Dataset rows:
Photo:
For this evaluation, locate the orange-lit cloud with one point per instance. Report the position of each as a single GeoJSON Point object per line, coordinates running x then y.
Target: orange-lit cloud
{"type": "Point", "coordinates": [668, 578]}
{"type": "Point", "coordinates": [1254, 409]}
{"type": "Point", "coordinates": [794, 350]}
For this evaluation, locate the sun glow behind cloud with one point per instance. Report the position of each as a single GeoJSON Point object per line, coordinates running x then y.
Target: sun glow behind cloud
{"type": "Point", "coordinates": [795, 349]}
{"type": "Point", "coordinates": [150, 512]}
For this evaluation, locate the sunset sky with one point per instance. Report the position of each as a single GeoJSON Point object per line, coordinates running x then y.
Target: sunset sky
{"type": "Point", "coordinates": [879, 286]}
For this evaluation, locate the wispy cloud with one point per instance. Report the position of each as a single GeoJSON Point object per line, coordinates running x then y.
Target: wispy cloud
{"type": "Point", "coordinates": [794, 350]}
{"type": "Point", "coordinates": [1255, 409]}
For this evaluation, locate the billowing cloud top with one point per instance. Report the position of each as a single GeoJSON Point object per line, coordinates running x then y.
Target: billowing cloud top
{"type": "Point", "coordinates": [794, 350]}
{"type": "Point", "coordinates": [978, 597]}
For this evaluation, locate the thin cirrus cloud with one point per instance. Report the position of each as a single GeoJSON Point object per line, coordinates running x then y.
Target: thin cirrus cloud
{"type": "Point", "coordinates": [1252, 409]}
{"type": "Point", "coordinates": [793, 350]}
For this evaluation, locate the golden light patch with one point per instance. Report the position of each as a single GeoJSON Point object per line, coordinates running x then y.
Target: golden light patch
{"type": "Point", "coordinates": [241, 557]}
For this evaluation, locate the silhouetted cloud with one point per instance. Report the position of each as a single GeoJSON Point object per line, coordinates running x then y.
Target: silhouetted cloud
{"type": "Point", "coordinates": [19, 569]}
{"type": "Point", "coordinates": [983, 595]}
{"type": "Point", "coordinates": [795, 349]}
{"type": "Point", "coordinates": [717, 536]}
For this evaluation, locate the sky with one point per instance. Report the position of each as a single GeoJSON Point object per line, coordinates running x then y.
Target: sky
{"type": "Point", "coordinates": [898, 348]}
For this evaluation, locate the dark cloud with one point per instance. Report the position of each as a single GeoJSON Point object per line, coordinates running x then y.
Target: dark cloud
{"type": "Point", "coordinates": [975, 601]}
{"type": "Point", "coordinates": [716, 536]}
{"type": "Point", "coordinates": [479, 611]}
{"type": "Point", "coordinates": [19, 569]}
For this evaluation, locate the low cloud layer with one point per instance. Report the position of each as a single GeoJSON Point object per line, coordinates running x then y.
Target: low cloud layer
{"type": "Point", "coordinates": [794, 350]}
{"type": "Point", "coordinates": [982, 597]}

* _Given problem_: Reproduce the dataset rows above word for word, every line in its original order.

* _Full response_:
Photo:
For this evaluation, locate the orange-lit cloud with one point per instance. Report the position of each as a single GeoJSON Point object per line, coordinates running x then y.
Target: orange-lit cloud
{"type": "Point", "coordinates": [668, 578]}
{"type": "Point", "coordinates": [1254, 409]}
{"type": "Point", "coordinates": [794, 350]}
For this evaluation, locate the sun glow behind cloud with one point per instance. Report the position of each as a single GeoJSON Point object per line, coordinates running x then y.
Target: sun glow behind cloud
{"type": "Point", "coordinates": [795, 349]}
{"type": "Point", "coordinates": [150, 512]}
For this evaluation, locate the sunset sky with one point per instance. Report the position of each as a single GeoJSON Point object per line, coordinates running x then y.
Target: sunset sky
{"type": "Point", "coordinates": [879, 286]}
For this evaluation, locate the wispy cloud with one point per instance. Report the position of each as a single GeoJSON Point object per line, coordinates running x then y.
Target: wispy cloud
{"type": "Point", "coordinates": [794, 350]}
{"type": "Point", "coordinates": [1255, 409]}
For this evaluation, locate the billowing cloud top with one point per instance. Report the position of each as a single GeoJSON Point object per line, coordinates running x then y.
Target: billowing cloud top
{"type": "Point", "coordinates": [794, 350]}
{"type": "Point", "coordinates": [978, 597]}
For this evaluation, locate the thin cirrus cloud with one point per instance. Report the position of each as a single GeoJSON Point object per line, coordinates running x then y.
Target: thin cirrus cloud
{"type": "Point", "coordinates": [1252, 409]}
{"type": "Point", "coordinates": [793, 350]}
For this evaluation, locate the golden light patch with one point per instance. Report the position of each as a single GeoJSON Point object per line, coordinates running x then y.
Target: golden light patch
{"type": "Point", "coordinates": [241, 557]}
For this evaluation, locate the silhouetted cloud with one point per instance. Report the position of each as a single GeoJSON Point object per line, coordinates running x then y.
Target: silhouetted cloud
{"type": "Point", "coordinates": [19, 569]}
{"type": "Point", "coordinates": [983, 595]}
{"type": "Point", "coordinates": [795, 349]}
{"type": "Point", "coordinates": [717, 536]}
For this evaluation, locate the sky with one point per instance. Report the position of each as a single GeoJSON Point object per line, coordinates running x then y.
Target: sky
{"type": "Point", "coordinates": [898, 348]}
For this evaluation, locate the dark cloud with one point per instance. Report the position of each as a single GeoJSON Point object per line, coordinates running x then y.
Target: dark cloud
{"type": "Point", "coordinates": [975, 601]}
{"type": "Point", "coordinates": [716, 536]}
{"type": "Point", "coordinates": [479, 611]}
{"type": "Point", "coordinates": [19, 569]}
For this evaluation, locate the low cloud layer with one point per instance. Report the position of each as a single GeoJSON Point object per line, coordinates running x then y.
Target: low cloud layer
{"type": "Point", "coordinates": [794, 350]}
{"type": "Point", "coordinates": [982, 597]}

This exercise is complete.